#### [Excerpted passage]
*** Block opens ***
In small business development, as in life, trusted partners are essential. But trust takes time to build, and when Mosholu Preservation Corporation (MPC), a longtime affordable housing developer in the Bronx, began offering support services to small businesses, local entrepreneurs were skeptical.

“I remember when I first started at MPC, business owners looked at me with a side eye, ‘Who are you? What are you going to do?’” says Jennifer Tausig, director of Community & Economic Development at the 40-year-old nonprofit founded by Montefiore Health System, an anchor institution in the Bronx. MPC’s mission is to help make the neighborhoods around Montefiore’s campuses cleaner, safer and more vibrant for local residents, its workforce and its patients.

For decades, MPC had focused on affordable housing and neighborhood beautification, but in recent years began thinking about the critical role robust businesses play in the economic and social health of a community. MPC now concentrates this work in three commercial corridors around Montefiore’s Moses and Wakefield campuses.

MPC typically works with microbusinesses with fewer than 10 employees. They are mostly immigrant-, minority- and women-owned businesses. “We focus on businesses that are harder to reach, that are left behind,” says Tausig.

Tausig learned quickly that MPC had to nurture alliances with these businesses in order to be an effective bridge to the resources and support available to them. “We’ve spent the last five years or so really building our relationship capital because there’s a natural mistrust of government and outsiders,” she says.

“It’s the small things that matter,” says Tausig. “Meeting businesses where they are and responding to their immediate needs.”
*** Block closes ***
#### [Exercise goal]
In the article on Mosholu Preservation Corporation's small business work, rewrite the stretch from "In small business" through "entrepreneurs were skeptical.", swapping "trusted partners" for "reliable allies".

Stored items
*** Block opens ***
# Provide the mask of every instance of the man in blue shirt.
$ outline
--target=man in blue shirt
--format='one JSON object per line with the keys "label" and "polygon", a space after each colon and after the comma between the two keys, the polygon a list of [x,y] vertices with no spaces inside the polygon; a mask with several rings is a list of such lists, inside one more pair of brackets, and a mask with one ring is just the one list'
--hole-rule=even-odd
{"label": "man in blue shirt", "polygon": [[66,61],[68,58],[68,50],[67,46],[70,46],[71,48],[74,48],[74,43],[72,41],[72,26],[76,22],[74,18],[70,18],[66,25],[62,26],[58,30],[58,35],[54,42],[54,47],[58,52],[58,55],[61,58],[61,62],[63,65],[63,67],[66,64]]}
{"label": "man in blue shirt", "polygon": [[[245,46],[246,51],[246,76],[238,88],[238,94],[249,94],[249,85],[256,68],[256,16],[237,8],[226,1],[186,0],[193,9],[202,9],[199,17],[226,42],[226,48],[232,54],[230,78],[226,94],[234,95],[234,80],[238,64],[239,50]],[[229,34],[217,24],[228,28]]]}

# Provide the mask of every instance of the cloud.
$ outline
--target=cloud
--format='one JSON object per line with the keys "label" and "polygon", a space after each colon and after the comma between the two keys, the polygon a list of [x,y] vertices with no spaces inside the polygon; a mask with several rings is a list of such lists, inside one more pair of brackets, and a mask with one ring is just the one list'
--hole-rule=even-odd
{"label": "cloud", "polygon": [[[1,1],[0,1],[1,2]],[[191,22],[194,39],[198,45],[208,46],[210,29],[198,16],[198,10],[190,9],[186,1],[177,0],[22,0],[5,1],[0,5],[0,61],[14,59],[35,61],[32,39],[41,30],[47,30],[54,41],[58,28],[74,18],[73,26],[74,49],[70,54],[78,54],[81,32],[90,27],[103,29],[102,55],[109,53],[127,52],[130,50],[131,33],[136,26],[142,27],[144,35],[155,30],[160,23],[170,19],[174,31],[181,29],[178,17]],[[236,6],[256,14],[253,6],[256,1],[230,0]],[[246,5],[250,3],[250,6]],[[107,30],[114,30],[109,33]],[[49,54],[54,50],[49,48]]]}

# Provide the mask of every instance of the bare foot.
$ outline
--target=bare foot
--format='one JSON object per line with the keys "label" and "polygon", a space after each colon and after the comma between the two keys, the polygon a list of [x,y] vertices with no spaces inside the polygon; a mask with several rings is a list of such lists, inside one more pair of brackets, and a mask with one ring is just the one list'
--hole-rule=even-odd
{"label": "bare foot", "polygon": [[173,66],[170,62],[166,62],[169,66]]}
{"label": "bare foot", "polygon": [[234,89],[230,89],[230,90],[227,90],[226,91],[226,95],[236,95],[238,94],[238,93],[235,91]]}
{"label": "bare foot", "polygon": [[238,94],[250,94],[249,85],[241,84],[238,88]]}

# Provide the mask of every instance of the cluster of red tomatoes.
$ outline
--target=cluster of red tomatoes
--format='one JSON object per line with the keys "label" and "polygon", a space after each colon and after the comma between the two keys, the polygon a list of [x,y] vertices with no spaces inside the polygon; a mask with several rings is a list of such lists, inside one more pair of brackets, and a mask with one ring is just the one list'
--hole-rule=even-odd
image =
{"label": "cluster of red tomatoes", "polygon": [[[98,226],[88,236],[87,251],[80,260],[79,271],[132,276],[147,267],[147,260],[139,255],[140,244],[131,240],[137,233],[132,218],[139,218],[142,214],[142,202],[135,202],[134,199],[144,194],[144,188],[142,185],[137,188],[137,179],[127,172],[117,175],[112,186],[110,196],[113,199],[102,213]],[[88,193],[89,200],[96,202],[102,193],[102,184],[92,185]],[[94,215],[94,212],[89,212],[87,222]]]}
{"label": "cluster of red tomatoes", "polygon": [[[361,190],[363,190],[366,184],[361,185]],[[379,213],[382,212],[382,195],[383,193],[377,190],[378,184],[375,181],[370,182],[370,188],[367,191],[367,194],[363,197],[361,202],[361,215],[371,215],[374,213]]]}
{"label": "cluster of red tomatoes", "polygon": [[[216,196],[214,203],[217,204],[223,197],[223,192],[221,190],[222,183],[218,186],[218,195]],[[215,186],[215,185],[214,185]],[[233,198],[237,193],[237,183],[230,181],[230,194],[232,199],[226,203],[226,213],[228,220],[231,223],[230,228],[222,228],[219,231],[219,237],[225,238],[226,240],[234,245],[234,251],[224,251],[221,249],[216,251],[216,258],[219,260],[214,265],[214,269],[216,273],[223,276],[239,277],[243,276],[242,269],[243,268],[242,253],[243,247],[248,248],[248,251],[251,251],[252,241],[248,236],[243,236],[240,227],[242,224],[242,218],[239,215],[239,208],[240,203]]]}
*** Block closes ***
#### [Response to the exercise]
In small business development, as in life, reliable allies are essential. But trust takes time to build, and when Mosholu Preservation Corporation (MPC), a longtime affordable housing developer in the Bronx, began offering support services to small businesses, local entrepreneurs were skeptical.